Vaibhav Sharma, Photo Editor

This weekend, members of the Roosevelt Institute at Yale and the Roosevelt Network at Yale-NUS convened for the first ever Global Policy Conference.

The Roosevelt Institute at Yale and the Roosevelt Network at Yale-NUS are Yale and Yale-NUS’ respective chapters of the Roosevelt Network, a student think tank with programming designed to teach students about policymaking, research and activism. The conference featured eight events held on Zoom that covered topics ranging from statistical models of the COVID-19 pandemic to illegal drug policies, and it featured many Yale and Yale-NUS professors and other experts from the global policy field. Following the conference, the two groups are also holding a global policy hackathon next weekend.

“The rationale for the conference was to hype up the hackathon, and secondly, to provide kind of a primer for the issues,” Lim Tian Jiao, Yale-NUS class of 2023 and president of the Roosevelt Network at Yale-NUS, told the News. “But at the same time, we have to strike kind of a fine balance between giving them stuff that is useful, and revealing too many details about a case.”

DATA ▸
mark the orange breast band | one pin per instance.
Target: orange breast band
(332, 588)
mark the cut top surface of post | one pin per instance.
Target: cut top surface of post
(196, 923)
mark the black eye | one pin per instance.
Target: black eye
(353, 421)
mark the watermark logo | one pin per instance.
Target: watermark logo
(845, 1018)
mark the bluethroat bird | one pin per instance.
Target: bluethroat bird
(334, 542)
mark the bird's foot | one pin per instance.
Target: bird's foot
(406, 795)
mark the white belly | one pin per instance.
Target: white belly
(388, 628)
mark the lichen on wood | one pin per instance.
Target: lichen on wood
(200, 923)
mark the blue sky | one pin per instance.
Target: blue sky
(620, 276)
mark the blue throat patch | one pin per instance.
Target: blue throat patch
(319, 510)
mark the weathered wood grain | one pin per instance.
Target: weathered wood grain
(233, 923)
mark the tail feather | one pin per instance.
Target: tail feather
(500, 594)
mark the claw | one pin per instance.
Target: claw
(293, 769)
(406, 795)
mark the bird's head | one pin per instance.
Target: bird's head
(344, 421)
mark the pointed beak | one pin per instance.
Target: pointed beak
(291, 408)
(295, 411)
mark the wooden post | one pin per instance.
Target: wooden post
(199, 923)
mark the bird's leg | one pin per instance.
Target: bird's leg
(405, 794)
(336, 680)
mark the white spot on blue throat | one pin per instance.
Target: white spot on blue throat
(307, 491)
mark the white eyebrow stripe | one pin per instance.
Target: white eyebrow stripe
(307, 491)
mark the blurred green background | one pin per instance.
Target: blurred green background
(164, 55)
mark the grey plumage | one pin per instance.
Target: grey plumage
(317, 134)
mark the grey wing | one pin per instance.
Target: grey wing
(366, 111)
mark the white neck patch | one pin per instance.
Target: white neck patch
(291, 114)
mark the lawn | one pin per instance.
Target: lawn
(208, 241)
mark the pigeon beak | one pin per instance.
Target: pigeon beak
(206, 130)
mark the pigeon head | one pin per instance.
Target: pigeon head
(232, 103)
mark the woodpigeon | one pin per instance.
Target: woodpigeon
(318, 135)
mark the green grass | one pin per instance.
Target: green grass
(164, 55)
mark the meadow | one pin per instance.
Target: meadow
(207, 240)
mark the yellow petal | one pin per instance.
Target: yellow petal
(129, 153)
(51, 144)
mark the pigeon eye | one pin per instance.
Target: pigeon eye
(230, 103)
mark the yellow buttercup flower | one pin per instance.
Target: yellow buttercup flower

TASK SET ▸
**1)** Please copy the Global Policy Conference article word for word, taking everything from "Vaibhav Sharma, Photo" down to "hackathon next weekend.".
**2)** Pick up the Global Policy Conference article after its last sentence and continue writing it.

ANSWERS GIVEN ▸
**1)**
Vaibhav Sharma, Photo Editor

This weekend, members of the Roosevelt Institute at Yale and the Roosevelt Network at Yale-NUS convened for the first ever Global Policy Conference.

The Roosevelt Institute at Yale and the Roosevelt Network at Yale-NUS are Yale and Yale-NUS’ respective chapters of the Roosevelt Network, a student think tank with programming designed to teach students about policymaking, research and activism. The conference featured eight events held on Zoom that covered topics ranging from statistical models of the COVID-19 pandemic to illegal drug policies, and it featured many Yale and Yale-NUS professors and other experts from the global policy field. Following the conference, the two groups are also holding a global policy hackathon next weekend.

**2)**
The hackathon will feature two cases: one regarding COVID-19 and the other regarding clean energy in China. After the case specifications are announced, groups of four to six students will have 24 hours to write a policy memo detailing a solution to the issue. From there, the organizers will choose six memos for judges to review. The policy hackathon is a twist on the traditionally computer science-focused event, combining the collaborative elements of a normal hackathon with a global issue case competition to fit the Roosevelt Network.

In the fall, Roosevelt Network members learned how to write policy memos and op-eds. The experience of writing memos last semester prepared students for their work in the hackathon and for a future in policy as, according to Lim, memo writing is “the most important pedagogical takeaway that [they] want [members] to have.”

“The Policy Conference and Hackathon empower students to think critically and challenges them to create policy solutions to pressing global issues,” Jen Huang ’22, co-president of the Roosevelt Institute at Yale, wrote in an email to the News. “We’re hoping that they work together to give students an opportunity to meet, collaborate, and learn from other students and policy experts.”

Department chair and professor of Public Health at the Yale School of Medicine Mark Schlesinger kicked off the conference with his presentation “How the COVID Pandemic Has Reshaped the American Psyche,” talking about how COVID-19 has affected people’s viewpoints on the government and mental health, as well as the factors that contribute to new perspectives on these issues.

Each event found a way to include policy, either its creation or its reception. Schlesinger’s presentation, for example, focused more on the latter.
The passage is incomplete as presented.